How to debug Ecto.Migration constraints? - ecto

Enforcing the format of phone numbers (such as "5551234567") in the schema works fine using Ecto.Schema.validate_format/4 with the ~r(/^\d{10}$) regex, and decided to add a constraint to the database as well, but it throws an exception.
The migration:
defmodule ANV.Repo.Migrations.CreatePhoneNumbers do
use Ecto.Migration
def change do
create table(:phone_numbers, primary_key: false) do
add :id, :uuid, primary_key: true
add :phone_number, :string
timestamps()
end
create constraint(
:phone_numbers,
:phone_number_must_be_a_ten_digit_string,
check: "phone_number ~ '^\d{10}$'"
# This variant doesn't work either
# check: "phone_number ~ $$^\d{10}\Z$$"
)
end
end
I can't find a hint about what I'm doing wrong in the error below, and adding Ecto.Changeset.check_constraint/3, as suggested below, won't show any changeset errors either, but the update will still fail.
iex(2)> Repo.preload(admin, :phone_numbers) \
...(2)> |> Ecto.Changeset.change() \
...(2)> |> Ecto.Changeset.put_assoc(:phone_numbers,
[%{phone_number: "5551234567"}]) \
...(2)> |> Repo.update()

SET OF TASKS:
**a.** In the Ecto migration post, what name is given to the check constraint on the phone_numbers table?
**b.** Carry on the post about debugging Ecto migration constraints, starting right after its final line.

GIVEN INFORMATION:

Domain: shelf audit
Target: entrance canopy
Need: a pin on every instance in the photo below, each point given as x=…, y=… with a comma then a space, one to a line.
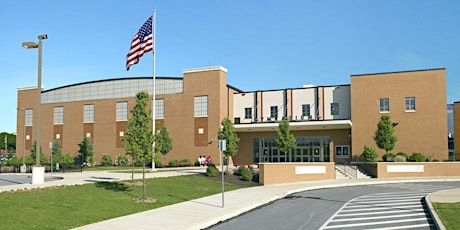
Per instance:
x=294, y=126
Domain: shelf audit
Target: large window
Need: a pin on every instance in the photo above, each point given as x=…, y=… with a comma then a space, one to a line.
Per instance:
x=29, y=117
x=342, y=151
x=384, y=105
x=122, y=111
x=274, y=112
x=306, y=110
x=59, y=115
x=159, y=108
x=335, y=108
x=88, y=115
x=410, y=104
x=247, y=113
x=201, y=106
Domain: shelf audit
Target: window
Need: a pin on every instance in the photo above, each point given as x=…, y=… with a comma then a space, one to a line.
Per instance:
x=247, y=113
x=59, y=115
x=29, y=117
x=306, y=110
x=410, y=103
x=384, y=105
x=201, y=106
x=122, y=111
x=342, y=151
x=274, y=112
x=159, y=108
x=335, y=108
x=88, y=115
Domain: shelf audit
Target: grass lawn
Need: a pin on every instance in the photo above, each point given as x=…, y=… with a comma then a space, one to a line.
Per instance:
x=449, y=214
x=73, y=206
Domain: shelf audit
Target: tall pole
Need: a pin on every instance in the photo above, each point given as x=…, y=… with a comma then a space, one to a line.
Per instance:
x=39, y=102
x=154, y=21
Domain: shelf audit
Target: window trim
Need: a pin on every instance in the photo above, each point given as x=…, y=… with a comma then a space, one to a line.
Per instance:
x=341, y=149
x=410, y=110
x=246, y=113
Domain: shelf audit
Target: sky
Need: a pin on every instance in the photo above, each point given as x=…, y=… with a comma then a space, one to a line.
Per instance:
x=264, y=44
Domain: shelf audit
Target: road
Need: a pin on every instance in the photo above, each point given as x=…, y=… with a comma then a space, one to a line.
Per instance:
x=389, y=206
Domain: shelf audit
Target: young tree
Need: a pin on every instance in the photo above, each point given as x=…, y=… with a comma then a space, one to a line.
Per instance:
x=139, y=138
x=228, y=134
x=285, y=140
x=86, y=151
x=164, y=143
x=384, y=136
x=33, y=151
x=56, y=150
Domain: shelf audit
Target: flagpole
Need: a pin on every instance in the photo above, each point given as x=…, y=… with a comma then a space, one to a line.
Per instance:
x=154, y=21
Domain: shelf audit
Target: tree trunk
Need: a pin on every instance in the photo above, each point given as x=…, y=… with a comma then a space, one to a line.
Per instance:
x=143, y=178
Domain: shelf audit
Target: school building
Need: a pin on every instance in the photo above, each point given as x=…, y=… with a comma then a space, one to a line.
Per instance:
x=330, y=123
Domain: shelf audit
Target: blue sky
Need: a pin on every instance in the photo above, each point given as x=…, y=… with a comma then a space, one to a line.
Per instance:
x=263, y=44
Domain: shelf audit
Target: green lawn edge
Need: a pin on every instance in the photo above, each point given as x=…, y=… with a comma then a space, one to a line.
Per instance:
x=67, y=207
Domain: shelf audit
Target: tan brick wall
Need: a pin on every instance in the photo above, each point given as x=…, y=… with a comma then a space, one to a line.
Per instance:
x=277, y=173
x=423, y=131
x=457, y=130
x=431, y=169
x=179, y=119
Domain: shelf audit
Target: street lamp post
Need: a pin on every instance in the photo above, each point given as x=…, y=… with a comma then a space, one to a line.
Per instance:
x=23, y=167
x=40, y=170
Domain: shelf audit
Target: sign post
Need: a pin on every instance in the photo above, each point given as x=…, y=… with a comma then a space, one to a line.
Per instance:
x=222, y=148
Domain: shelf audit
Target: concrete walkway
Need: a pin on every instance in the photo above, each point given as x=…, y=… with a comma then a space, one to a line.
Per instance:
x=204, y=212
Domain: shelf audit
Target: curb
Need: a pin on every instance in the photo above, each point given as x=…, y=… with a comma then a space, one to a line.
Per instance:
x=437, y=221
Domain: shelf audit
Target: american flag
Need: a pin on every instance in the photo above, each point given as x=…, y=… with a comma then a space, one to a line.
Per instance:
x=142, y=43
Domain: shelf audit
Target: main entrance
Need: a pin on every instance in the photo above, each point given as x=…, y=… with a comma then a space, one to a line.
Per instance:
x=309, y=149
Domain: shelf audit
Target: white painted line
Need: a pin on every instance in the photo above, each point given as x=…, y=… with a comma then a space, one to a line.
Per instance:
x=404, y=227
x=374, y=223
x=379, y=217
x=383, y=208
x=382, y=212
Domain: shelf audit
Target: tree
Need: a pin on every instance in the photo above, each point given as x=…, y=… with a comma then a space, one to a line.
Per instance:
x=384, y=136
x=56, y=150
x=164, y=143
x=86, y=151
x=228, y=134
x=285, y=140
x=138, y=141
x=33, y=150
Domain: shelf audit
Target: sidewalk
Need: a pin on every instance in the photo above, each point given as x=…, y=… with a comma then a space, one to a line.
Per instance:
x=204, y=212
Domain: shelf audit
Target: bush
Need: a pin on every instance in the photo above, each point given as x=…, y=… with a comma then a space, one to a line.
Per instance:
x=173, y=163
x=399, y=158
x=106, y=160
x=369, y=154
x=212, y=171
x=122, y=160
x=245, y=173
x=417, y=157
x=388, y=157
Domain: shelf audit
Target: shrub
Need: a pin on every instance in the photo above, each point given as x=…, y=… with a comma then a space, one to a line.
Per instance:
x=399, y=158
x=403, y=154
x=417, y=157
x=212, y=171
x=122, y=160
x=106, y=160
x=245, y=173
x=173, y=163
x=388, y=157
x=369, y=154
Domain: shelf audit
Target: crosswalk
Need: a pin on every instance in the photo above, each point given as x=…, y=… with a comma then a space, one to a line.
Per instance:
x=391, y=210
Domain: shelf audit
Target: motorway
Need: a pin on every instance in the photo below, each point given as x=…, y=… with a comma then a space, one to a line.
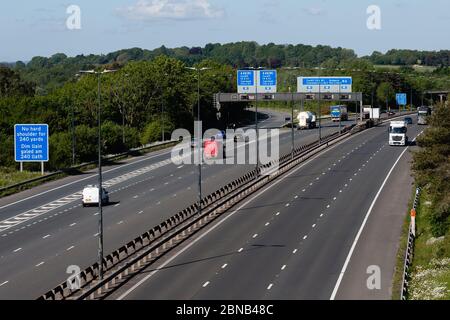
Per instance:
x=295, y=238
x=45, y=229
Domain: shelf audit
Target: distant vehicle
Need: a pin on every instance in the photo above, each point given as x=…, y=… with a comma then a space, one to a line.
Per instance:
x=195, y=142
x=423, y=113
x=339, y=113
x=90, y=196
x=408, y=120
x=397, y=133
x=239, y=137
x=306, y=120
x=366, y=112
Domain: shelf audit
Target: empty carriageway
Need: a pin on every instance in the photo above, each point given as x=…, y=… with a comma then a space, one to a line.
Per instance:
x=288, y=241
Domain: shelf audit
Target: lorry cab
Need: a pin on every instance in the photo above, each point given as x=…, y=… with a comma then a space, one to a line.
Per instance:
x=90, y=196
x=306, y=120
x=397, y=133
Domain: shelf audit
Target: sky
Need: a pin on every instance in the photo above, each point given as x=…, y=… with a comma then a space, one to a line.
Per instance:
x=42, y=28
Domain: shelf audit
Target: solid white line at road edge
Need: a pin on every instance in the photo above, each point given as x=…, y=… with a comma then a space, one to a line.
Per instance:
x=91, y=176
x=355, y=242
x=134, y=287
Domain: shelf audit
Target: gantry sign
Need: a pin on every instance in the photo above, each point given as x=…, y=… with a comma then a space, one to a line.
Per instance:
x=287, y=97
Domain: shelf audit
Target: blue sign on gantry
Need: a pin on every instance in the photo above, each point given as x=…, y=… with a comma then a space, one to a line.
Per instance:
x=401, y=99
x=31, y=142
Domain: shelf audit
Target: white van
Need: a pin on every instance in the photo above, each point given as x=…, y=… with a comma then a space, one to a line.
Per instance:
x=90, y=196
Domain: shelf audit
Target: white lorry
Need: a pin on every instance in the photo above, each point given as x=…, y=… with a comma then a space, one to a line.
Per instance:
x=397, y=133
x=90, y=196
x=339, y=113
x=306, y=120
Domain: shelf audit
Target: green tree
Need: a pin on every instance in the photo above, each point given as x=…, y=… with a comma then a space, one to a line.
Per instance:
x=385, y=93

ANSWERS TO THE TASKS:
**a.** phone_number_must_be_a_ten_digit_string

**b.**
[debug] QUERY OK source="phone_numbers" db=1.0ms queue=1.5ms
SELECT p0."id", p0."phone_number", p0."user_id", p0."inserted_at", p0."updated_at", p0."user_id" FROM "phone_number
s" AS p0 WHERE (p0."user_id" = $1) ORDER BY p0."user_id" [<<151, 69, 143, 150, 60, 216, 64, 125, 152, 42, 217, 7, 2
15, 117, 58, 30>>]
[debug] QUERY OK db=0.2ms
begin []
[debug] QUERY ERROR db=4.7ms
INSERT INTO "phone_numbers" ("phone_number","user_id","inserted_at","updated_at","id") VALUES ($1,$2,$3,$4,$5) ["55
51234567", <<151, 69, 143, 150, 60, 216, 64, 125, 152, 42, 217, 7, 215, 117, 58, 30>>, ~N[2019-09-05 21:39:43], ~N[
2019-09-05 21:39:43], <<217, 77, 187, 38, 201, 82, 78, 117, 156, 144, 64, 248, 249, 55, 227, 70>>]
[debug] QUERY OK db=0.3ms
rollback []
** (Ecto.ConstraintError) constraint error when attempting to insert struct:
* phone_number_must_be_a_ten_digit_string (check_constraint)
If you would like to stop this constraint violation from raising an
exception and instead add it as an error to your changeset, please
call `check_constraint/3` on your changeset with the constraint
`:name` as an option.
The changeset has not defined any constraint.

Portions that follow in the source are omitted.